Items from a data source:
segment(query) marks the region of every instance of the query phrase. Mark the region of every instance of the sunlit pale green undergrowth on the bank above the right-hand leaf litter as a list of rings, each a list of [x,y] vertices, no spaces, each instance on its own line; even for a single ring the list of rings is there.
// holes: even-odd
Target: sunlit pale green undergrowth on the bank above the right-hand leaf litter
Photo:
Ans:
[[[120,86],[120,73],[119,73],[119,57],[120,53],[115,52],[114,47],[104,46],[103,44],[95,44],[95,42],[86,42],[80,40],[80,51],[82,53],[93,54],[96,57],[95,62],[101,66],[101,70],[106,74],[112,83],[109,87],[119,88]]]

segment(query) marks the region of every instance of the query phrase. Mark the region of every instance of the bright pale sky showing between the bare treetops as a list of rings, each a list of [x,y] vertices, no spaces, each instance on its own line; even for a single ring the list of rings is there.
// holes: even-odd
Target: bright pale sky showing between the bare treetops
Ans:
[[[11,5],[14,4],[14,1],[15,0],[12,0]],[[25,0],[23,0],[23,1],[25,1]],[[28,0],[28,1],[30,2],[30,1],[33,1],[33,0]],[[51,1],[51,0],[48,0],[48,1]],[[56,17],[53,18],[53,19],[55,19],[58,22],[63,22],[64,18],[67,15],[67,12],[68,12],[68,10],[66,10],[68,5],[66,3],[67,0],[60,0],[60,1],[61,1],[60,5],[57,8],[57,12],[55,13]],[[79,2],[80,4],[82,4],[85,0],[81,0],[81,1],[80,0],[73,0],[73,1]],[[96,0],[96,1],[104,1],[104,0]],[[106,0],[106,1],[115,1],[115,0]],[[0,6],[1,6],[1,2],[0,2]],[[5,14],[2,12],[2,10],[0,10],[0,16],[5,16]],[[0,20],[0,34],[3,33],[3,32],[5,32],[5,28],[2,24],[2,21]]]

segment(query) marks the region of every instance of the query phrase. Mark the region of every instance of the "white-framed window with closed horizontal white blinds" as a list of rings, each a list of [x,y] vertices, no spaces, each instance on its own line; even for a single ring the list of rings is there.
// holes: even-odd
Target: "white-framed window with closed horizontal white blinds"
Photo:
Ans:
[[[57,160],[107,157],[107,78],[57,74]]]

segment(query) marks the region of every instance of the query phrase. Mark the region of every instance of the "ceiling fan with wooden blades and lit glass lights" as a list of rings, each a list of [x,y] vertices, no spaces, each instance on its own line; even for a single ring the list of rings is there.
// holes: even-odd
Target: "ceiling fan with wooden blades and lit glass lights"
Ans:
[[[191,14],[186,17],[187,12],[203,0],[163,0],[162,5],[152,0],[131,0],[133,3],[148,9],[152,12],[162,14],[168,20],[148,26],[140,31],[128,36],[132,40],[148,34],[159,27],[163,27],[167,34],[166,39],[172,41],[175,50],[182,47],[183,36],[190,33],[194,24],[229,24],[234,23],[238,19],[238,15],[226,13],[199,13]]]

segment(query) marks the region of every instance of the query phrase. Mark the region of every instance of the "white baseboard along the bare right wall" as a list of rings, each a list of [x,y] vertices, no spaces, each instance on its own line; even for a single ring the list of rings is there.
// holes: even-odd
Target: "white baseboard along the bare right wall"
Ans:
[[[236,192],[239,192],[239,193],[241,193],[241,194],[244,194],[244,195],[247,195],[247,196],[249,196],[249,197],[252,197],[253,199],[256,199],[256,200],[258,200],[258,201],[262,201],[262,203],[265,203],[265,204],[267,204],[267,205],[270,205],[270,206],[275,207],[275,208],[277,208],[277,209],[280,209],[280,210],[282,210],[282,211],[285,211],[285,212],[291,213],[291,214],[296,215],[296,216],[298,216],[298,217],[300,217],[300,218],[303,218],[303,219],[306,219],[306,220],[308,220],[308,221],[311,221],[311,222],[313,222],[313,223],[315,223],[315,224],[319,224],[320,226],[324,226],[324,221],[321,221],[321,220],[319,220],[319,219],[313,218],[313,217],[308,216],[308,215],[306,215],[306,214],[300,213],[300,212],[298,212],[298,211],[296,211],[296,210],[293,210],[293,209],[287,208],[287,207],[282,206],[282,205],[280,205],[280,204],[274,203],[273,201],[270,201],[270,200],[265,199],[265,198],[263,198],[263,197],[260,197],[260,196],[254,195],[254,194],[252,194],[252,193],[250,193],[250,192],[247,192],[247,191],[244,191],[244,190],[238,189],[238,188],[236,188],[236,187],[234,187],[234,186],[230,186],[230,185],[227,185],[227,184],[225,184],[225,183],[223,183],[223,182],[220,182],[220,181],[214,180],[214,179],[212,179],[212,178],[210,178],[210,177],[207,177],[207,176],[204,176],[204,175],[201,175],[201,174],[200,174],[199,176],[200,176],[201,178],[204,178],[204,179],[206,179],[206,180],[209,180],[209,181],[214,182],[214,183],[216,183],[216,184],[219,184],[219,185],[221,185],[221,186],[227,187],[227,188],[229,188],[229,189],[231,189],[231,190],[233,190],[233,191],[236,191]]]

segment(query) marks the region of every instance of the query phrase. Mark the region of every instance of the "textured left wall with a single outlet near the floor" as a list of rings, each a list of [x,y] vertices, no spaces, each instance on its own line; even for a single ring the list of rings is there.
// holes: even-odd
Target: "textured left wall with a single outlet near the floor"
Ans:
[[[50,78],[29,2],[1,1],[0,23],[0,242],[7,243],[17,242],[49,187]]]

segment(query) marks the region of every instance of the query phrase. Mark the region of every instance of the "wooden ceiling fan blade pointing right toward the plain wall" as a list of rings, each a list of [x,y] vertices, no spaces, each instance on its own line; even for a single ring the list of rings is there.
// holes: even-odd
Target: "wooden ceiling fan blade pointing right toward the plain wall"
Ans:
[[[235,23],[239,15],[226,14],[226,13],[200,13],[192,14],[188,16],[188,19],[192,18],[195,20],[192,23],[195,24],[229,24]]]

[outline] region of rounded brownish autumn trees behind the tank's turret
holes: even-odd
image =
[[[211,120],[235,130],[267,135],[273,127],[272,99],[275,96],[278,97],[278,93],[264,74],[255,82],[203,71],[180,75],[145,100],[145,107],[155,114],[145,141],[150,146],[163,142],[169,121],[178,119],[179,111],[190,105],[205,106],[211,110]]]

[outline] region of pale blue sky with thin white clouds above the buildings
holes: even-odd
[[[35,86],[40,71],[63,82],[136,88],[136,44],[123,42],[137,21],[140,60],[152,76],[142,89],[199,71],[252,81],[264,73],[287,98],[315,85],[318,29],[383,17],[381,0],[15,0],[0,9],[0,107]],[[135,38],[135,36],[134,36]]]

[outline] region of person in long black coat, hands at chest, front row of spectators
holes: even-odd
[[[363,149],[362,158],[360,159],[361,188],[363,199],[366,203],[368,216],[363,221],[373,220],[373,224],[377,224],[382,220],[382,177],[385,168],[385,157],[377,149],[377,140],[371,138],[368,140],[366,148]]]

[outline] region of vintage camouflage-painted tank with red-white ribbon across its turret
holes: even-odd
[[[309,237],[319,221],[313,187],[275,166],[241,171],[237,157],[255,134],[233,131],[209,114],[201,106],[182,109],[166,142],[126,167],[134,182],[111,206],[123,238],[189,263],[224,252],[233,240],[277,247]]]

• **Work instructions**: Count how many lines above include the word "ceiling" and answer with that figure only.

• **Solution to this task**: 4